--- Texte fourni ---

= = = = = = =

Pour appréhender les facettes politique, sociale, économique et culturelle de l'ère napoléonienne, qui n'en manqua pas, il vaudra donc mieux se tourner vers d'autres films plus inspirés et plus attentifs à ces réalités dont certaines, en France au moins, restent d'actualité comme ces centaines d'articles du Code civil, dit Code Napoléon. Mais le film matriciel demeure assurément celui qu'Abel Gance réalisa en 1927 et qui retrace le parcours de Bonaparte de 1781 à 1796 : un film qui dure plus de cinq heures, conçu pour être projeté sur trois écrans géants et qui devrait renaître en 2024 après un travail de restauration à la hauteur de la démesure du projet initial.

On reverra également avec plaisir le bavardage étourdissant de la saga Napoléon vue par Sacha Guitry ou bien encore le jeu fiévreux de Patrice Chéreau habitant littéralement son personnage dans Adieu Bonaparte de Youssef Chahine. Pour l'heure, il s'agit de découvrir l'interprétation de Joaquin Phoenix, qui traverse curieusement le film de Ridley Scott avec des allures de dictateur et de despote aux réactions parfois enfantines. Alexandre Dumas affirma un jour qu'on pouvait violer l'Histoire à condition de lui faire de beaux enfants. Disons que le Napoléon de Ridley Scott, à défaut d'être vraiment beau, se révèle définitivement spectaculaire.

Napoléon, de Ridley Scott, avec Joaquin Phoenix, Vanessa Kirby, Tahar Rahim et Rupert Everett, 2 h 39. Au cinéma mercredi.

= = = = = = =

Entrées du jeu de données
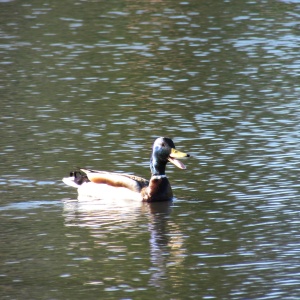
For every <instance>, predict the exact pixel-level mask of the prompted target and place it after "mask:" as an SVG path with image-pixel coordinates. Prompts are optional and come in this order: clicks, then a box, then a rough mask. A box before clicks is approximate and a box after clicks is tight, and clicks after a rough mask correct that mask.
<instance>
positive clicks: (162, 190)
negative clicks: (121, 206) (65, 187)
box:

= = = = = = =

--- Vos tâches ---
1) Dans le texte sur Napoléon au cinéma, relevez tous les interprètes nommés dans la fiche du film qui clôt le texte.
2) Reproduisez à l'identique toutes les lignes des enregistrements, sans y inclure les images.
Le texte sur Napoléon au cinéma et les enregistrements n'ont aucun rapport entre eux.

--- Réponses par point ---
1) Joaquin Phoenix, Vanessa Kirby, Tahar Rahim, Rupert Everett

2)
For every <instance>, predict the exact pixel-level mask of the prompted target and place it after "mask:" as an SVG path with image-pixel coordinates. Prompts are optional and come in this order: clicks, then a box, then a rough mask. A box before clicks is approximate and a box after clicks is tight, and clicks after a rough mask correct that mask.
<instance>
positive clicks: (162, 190)
negative clicks: (121, 206) (65, 187)
box:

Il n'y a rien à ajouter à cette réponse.